XXX was a beautiful soul, blah blah blah.
May XXX rest in peace and will be remembered, Blah Blah.

Replies to such threads look awfully similar to those posted on typical goodbye threads with "you" being replaced by "he" or "she". The OPs get a generous shower of reaction scores and cement their image of being trusted figures on this forum.

It makes me wonder if somebody wants to make their death known, why not write their own goodbye threads where they can describe their lives the best, present themselves the way they want, and directly give their online friends a chance to say goodbye?

To OPs of tribute threads:
Unless the recently deceased members explicitly asked you or told you it's ok to reveal the details of their personal lives, I don't think it's appropriate to assume you can take the liberty to reveal their privacy and announce their passing in such a public place. People don't want a goodbye thread for many different reasons, including not want to be talked and inquired about by a bunch of semi-strangers after death. If you weren't explicitly given permission, then I suspect you use their deaths to boost your own popularity and influence on this forum.

Of course, OPs of such threads can easily lie about being asked to post tribute threads so they can shut anybody up who questions their intentions.

A forum like this attracts emotional vampires and attention seekers. Beware.

| Entries |
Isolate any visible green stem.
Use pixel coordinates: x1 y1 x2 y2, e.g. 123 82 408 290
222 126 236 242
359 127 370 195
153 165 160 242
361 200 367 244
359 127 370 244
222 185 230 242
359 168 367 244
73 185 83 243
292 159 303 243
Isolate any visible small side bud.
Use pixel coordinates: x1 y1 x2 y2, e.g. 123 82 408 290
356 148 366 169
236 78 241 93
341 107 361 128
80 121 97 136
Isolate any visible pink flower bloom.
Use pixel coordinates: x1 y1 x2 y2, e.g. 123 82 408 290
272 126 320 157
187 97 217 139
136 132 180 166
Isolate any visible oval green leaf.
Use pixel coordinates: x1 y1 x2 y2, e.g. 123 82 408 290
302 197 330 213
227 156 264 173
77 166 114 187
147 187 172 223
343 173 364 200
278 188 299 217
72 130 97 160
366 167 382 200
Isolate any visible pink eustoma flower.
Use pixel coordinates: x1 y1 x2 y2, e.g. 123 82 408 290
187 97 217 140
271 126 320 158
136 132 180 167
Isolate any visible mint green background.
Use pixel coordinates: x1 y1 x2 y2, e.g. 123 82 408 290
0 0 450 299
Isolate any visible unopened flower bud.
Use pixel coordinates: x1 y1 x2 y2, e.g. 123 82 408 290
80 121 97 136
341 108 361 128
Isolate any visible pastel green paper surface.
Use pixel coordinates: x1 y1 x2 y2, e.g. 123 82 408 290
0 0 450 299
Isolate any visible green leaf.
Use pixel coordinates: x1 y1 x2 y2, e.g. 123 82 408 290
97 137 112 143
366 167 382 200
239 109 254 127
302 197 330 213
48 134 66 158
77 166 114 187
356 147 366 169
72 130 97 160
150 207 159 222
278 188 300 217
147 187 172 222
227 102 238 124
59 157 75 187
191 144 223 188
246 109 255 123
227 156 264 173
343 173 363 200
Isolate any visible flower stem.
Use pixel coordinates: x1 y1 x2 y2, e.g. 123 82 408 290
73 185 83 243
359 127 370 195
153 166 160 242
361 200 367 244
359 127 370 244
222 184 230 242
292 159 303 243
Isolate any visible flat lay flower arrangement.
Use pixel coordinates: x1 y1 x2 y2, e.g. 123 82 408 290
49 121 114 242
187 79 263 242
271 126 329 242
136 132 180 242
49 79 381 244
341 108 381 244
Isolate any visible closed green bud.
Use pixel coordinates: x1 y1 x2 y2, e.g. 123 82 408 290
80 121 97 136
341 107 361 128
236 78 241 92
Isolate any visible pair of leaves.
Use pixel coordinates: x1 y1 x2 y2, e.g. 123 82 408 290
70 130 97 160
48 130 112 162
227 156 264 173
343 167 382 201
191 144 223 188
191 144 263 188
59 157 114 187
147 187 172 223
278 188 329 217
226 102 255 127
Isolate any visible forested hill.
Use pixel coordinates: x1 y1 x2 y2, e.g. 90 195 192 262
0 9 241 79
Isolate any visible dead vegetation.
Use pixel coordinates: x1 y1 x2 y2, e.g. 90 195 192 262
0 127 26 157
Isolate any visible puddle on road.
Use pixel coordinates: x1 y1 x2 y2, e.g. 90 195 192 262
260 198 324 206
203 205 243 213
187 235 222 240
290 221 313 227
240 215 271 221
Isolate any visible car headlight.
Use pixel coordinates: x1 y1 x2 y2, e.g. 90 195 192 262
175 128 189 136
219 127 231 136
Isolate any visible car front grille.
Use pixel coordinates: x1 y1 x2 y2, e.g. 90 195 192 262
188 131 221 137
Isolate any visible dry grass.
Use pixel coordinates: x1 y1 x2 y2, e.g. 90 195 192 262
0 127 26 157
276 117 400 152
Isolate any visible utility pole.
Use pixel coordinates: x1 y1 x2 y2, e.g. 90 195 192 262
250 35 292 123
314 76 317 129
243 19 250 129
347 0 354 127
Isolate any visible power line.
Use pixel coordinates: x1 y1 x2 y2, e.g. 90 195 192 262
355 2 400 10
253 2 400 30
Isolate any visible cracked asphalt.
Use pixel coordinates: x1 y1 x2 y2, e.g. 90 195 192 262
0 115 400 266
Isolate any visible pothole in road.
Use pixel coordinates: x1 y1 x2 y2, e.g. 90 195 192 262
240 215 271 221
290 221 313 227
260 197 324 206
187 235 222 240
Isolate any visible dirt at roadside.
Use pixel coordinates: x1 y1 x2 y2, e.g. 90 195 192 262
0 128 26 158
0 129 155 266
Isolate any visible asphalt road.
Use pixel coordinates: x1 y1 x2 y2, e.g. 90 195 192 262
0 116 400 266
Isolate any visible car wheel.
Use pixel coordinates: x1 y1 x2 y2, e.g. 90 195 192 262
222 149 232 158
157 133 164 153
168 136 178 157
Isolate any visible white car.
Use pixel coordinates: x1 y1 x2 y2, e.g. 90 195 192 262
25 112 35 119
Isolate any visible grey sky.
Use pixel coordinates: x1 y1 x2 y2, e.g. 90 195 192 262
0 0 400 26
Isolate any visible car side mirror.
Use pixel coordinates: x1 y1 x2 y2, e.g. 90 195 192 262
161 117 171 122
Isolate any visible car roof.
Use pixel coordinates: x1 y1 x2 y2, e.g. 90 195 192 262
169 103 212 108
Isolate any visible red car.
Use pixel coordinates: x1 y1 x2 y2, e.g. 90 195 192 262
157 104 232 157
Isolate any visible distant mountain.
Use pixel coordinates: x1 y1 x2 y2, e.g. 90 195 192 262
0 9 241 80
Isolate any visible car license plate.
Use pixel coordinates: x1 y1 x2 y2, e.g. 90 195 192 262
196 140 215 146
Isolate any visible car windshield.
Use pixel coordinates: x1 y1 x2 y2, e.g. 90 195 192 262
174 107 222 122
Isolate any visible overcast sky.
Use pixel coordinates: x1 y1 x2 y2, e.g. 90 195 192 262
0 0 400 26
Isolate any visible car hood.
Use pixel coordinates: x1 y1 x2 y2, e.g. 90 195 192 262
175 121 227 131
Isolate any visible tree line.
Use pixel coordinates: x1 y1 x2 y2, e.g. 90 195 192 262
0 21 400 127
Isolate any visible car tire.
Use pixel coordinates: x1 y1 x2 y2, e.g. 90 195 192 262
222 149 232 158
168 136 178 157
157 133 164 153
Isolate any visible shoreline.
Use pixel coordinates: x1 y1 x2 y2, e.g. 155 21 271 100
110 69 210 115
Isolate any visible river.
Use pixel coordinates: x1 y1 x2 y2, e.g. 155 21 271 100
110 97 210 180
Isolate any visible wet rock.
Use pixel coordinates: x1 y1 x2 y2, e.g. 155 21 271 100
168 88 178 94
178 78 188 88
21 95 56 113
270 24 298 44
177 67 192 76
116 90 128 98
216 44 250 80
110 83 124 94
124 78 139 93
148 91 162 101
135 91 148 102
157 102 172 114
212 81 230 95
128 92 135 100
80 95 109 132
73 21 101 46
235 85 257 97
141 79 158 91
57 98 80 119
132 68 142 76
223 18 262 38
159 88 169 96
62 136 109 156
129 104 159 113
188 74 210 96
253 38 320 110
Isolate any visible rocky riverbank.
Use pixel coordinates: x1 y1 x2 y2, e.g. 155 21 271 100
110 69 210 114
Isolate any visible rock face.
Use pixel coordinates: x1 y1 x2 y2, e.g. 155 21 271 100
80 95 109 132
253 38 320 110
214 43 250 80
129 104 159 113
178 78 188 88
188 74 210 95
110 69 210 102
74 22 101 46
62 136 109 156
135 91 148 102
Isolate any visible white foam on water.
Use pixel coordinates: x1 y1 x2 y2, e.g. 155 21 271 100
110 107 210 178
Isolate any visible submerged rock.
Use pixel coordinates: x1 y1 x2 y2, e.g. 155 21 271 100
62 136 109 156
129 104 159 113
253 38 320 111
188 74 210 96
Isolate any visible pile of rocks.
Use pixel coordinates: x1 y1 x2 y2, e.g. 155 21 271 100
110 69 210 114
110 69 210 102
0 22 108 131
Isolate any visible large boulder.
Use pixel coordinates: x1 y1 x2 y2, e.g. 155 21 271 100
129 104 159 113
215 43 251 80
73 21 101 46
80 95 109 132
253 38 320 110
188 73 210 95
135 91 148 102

| Set tasks |
1. Answer these questions from the forum post about tribute threads:
(a) What do replies to tribute threads look like, according to the post?
(b) What do the OPs of such threads receive in reaction scores?
(c) What two kinds of people does the post say a forum like this attracts?
2. Pick up the forum post about tribute threads where it stops and keep writing it.

| Results for the exercise |
1.
(a) They look awfully similar to replies on typical goodbye threads, with "you" replaced by "he" or "she."
(b) They get a generous shower of reaction scores.
(c) Emotional vampires and attention seekers.

2.
View attachment 29627
Perhaps we can have a convention of members making a profile post if they don't wish anyone to write a tribute post, a bit like a "Do Not Resuscitate".

e.g. They can make a profile post, and simply write : "No tribute post".

If someone writes a tribute post about someone who has "No tribute post" stated as a profile post, then we can have it taken down.

They are also free to be more explicit, eg "I am happy for <member> only to write a tribute post if they wish".

More recent posts would supersede earlier ones, so someone can always change their mind....
The keyword "tribute post" would need to appear in any related posts, so they can be searched for.

We can have these conventions stated in the rules / FAQ, and encourage people to create such a post upon signing up if they are aware of their wishes at the time, and of course they are free to add them later also.....

This needs a bit of fleshing out of course. Will give some additional thought to it.....

I'm not saying this proposed approach is perfect, but perhaps it's better than nothing.....

Anyone who would prefer to not have a tribute post written is free to state that as a profile post, and we will collectively try to ensure that is adhered to.....

Otherwise, I think it's reasonable for someone to write a tribute if they wish to......

If something out of turn is observed on a tribute post, it's likely that the OP will be called out on it....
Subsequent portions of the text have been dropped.